A: Yes. If you select the option Only count finds on the Quick search or the Advanced search level then the program will count the returns and work out the percentage of all words in a text they represent. This might well be useful if you wish to know how the distribution of a certain form or structure varies across different texts, be they different in type or from different periods.
Q: Can I generate a reverse dictionary from input texts?
A: Yes. The text statistics window (accessible via Statistics for texts in the Search menu) includes a list in which the unique words of a text can be deposited in reverse order. You can decide determine how this list (as a whole or in part) is to be stored, to disk or the Windows clipboard.
Q: What can I do with output lists from search tasks?
A: Frequently the output from a particular task within Corpus Presenter is a list which can be copied to the Windows clipboard or saved directly to disk. Such a list can further be processed with the program List Processor. This will allow you to sort lists, create a unique list (i.e. a list of types from a list of tokens), combine two input lists to a single output one, etc. An output list, either directly from Corpus Presenter or filtered through List Processor, can be imported into a database. This would be useful when doing lexical work with corpus files as a database is a kind of dictionary.
Returns can be stored to disk for re-loading at some later point. This option applies on both the Quick search and the Advanced search levels. The advantage here is that to examine returns you do not have to carry out a search each time. Just re-load returns from a previous work session and you can continue where you left off.

DATA BLOCK.
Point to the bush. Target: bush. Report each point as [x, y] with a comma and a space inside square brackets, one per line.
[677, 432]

EXERCISE TASKS.
a – According to the Corpus Presenter FAQ, what program can further process an output list?
b – List each thing the Corpus Presenter FAQ names that List Processor lets you do with lists.
c – Resume the Corpus Presenter FAQ right after its last sentence.
The material is separate from the Corpus Presenter FAQ.

PER-TASK OUTPUTS.
a – List Processor.

b – Sort lists; create a unique list (a list of types from a list of tokens); combine two input lists into a single output one.

c –
Q: Is lexical cluster analysis possible with the Corpus Presenter suite?
A: Yes. The program Corpus Presenter Text Tool will allow you to do this. The principle is quite simple. You load a text or texts and then specify the number of words per cluster (from 1 to 8). The program then combs through the texts and gathers every sequence of clusters and orders them alphabetically or by frequency. This procedure can be useful when trying to determine a writer’s style as typical combinations of word become obvious in the analysis. There is also a lexical cluster option in the main program Corpus Presenter (in the Search menu; shortcut: Ctrl-U). It functions in a similar manner, but in this case you can specify any number of files to be used for cluster generation.
Q: Can I generate a concordance with the Corpus Presenter suite?
A: Yes. Corpus Presenter offers many options to make concordances by searching for words and having them arranged and highlighted in their contexts (in the Search menu; shortcut: Ctrl-F3). You can save the results of such actions to disk and, for instance, edit them later with the text editor in the present suite.
Q: How do I collect and prepare texts?
A: The best way is to use the supplied program, Corpus Presenter Text Tool, a powerful editor with a whole range of useful functions including many shortcuts which save you from entering repetitive text. The program can handle plain ASCII texts, i.e. those without formatting, and Rich Text Format files in which attributes like bold or italic are retained. Many additional functions are also available, some of which are useful when preparing corpus texts. Corpus Presenter Text Tool allows you to tag texts, manually or automatically, and provides many analytical tools for extracting information from texts. The program can handle large files easily and so are useful when compiling comprehensive text corpora.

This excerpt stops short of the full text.